> EXERCISE DETAILS: Edit the entries below by replacing each "Drop a point" with "Place a point" and changing nothing else.

> DATA EXCERPTS:
_ _ _
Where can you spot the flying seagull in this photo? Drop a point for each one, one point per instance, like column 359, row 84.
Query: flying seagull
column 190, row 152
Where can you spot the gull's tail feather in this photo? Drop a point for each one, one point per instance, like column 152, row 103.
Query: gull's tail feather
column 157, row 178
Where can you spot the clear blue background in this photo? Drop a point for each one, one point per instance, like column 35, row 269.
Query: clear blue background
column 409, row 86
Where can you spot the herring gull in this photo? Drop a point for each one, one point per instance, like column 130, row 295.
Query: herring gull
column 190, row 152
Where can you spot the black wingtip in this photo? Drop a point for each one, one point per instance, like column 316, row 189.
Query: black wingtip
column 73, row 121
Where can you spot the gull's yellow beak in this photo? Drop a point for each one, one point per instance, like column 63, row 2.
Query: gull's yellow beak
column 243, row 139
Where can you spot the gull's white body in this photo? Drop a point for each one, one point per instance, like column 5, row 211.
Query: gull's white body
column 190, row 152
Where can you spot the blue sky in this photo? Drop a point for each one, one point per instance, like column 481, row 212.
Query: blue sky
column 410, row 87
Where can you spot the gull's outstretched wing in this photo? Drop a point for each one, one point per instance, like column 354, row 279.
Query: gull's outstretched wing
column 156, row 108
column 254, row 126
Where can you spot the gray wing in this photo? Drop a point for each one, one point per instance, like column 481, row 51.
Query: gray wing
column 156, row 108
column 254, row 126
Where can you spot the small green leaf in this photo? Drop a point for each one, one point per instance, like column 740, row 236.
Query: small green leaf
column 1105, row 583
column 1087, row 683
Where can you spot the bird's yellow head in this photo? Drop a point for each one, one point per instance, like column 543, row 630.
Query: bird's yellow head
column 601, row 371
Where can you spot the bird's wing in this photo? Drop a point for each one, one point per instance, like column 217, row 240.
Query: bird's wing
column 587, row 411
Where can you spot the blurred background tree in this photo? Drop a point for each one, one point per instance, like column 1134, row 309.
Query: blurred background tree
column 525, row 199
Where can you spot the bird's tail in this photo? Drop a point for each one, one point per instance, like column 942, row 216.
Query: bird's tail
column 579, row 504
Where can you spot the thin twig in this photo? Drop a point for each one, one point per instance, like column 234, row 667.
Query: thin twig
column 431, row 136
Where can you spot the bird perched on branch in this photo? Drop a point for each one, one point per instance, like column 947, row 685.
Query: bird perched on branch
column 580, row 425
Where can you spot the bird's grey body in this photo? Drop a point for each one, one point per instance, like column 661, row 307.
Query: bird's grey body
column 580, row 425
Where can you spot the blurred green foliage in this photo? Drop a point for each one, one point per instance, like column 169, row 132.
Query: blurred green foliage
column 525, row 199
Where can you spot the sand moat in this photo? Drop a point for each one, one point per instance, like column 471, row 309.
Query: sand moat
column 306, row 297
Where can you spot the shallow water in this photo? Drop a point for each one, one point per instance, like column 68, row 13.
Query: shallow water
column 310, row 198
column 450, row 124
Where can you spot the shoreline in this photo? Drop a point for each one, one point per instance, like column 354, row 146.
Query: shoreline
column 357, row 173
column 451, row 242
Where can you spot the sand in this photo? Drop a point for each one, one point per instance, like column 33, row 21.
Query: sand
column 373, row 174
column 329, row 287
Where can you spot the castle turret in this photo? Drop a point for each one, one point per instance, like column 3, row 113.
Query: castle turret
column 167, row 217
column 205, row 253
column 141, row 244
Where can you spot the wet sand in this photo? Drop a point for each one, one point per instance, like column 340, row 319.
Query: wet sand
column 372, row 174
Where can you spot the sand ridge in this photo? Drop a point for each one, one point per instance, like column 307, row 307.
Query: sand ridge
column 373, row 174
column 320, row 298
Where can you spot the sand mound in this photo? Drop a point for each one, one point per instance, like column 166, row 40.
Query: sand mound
_ _ _
> CORRECT ANSWER:
Where can you spot the flying seagull in this photo? Place a point for each one, one point per instance, like column 359, row 84.
Query: flying seagull
column 190, row 152
Where can you spot the gull's tail feather in this photo? Place a point for each one, one point per instance, like column 152, row 103.
Query: gull's tail feather
column 157, row 178
Where can you spot the clear blue background in this photo? Place a point for each one, one point per instance, like column 35, row 269.
Query: clear blue background
column 409, row 86
Where can you spot the herring gull in this photo? Place a point for each one, one point per instance, like column 130, row 295.
Query: herring gull
column 190, row 152
Where can you spot the black wingtip in this photo? Place a point for each one, one point per instance, like column 316, row 189.
Query: black wingtip
column 73, row 121
Where can you spot the gull's yellow beak in this photo? Place a point for each one, one point per instance, like column 63, row 2.
Query: gull's yellow beak
column 243, row 139
Where can you spot the gull's white body in this photo? Place a point for each one, one point per instance, like column 5, row 211.
Query: gull's white body
column 190, row 152
Where can you spot the blue sky in this photo? Place a point for each one, one point per instance, like column 481, row 212.
Query: blue sky
column 410, row 87
Where can you spot the gull's outstretched wing in this photo? Place a point for each one, one point per instance, like column 354, row 279.
Query: gull's outstretched wing
column 156, row 108
column 254, row 126
Where can you spot the gray wing in this photo? Place a point for each one, one point per instance, like column 481, row 51.
Query: gray wing
column 156, row 108
column 254, row 126
Where can you spot the small green leaf in this photo? Place a point for each one, one point per instance, like column 740, row 236.
Query: small green leaf
column 1105, row 583
column 1087, row 683
Where can you spot the bird's yellow head in this photo? Place a point for each one, one point per instance, like column 543, row 630.
Query: bird's yellow head
column 601, row 371
Where can you spot the bird's wing in this photo? Place a point for each one, one point per instance, like column 217, row 240.
Query: bird's wing
column 587, row 411
Where can you spot the blurred background tree in this photo? Place a point for each one, one point per instance, like column 1134, row 309.
Query: blurred background tree
column 525, row 199
Where can you spot the bird's tail in this photo? Place a point for each one, one point per instance, like column 942, row 216.
Query: bird's tail
column 579, row 504
Where can you spot the thin twig in this photo? Place a point for each one, one point per instance, like column 234, row 667.
Query: thin twig
column 431, row 136
Where can you spot the bird perched on branch in this photo? Place a point for each one, one point per instance, like column 947, row 685.
Query: bird perched on branch
column 580, row 425
Where can you spot the bird's grey body in this photo? Place a point for each one, one point per instance, like column 661, row 307.
Query: bird's grey body
column 580, row 425
Where can you spot the blurred green foliage in this photo? Place a point for each one, one point per instance, like column 169, row 132.
Query: blurred green foliage
column 525, row 199
Where can you spot the sand moat in this photo? Place a point for each one, one point per instance, like column 471, row 309.
Query: sand moat
column 306, row 297
Where can you spot the shallow water in this photo? Place a point for each one, one point per instance, like column 68, row 13.
Query: shallow water
column 310, row 198
column 450, row 124
Where can you spot the shoreline in this photo? Place a point for each one, one point per instance, like column 354, row 146.
Query: shoreline
column 357, row 173
column 451, row 242
Where can you spot the sand in this photo? Place a point for each one, one point per instance, like column 33, row 21.
Query: sand
column 373, row 174
column 329, row 287
Where can you spot the castle turret in this photo? Place a point for each one, one point per instance, like column 3, row 113.
Query: castle turret
column 167, row 217
column 205, row 253
column 141, row 244
Where can you spot the wet sand in this photo? Place a point for each one, one point per instance, like column 340, row 319.
Query: wet sand
column 372, row 174
Where can you spot the sand ridge in this photo? Place a point for each one, one point per instance, like column 307, row 307.
Query: sand ridge
column 373, row 174
column 320, row 298
Where can you spot the sand mound in this photo? Place a point for each one, one point per instance, like column 166, row 40.
Query: sand mound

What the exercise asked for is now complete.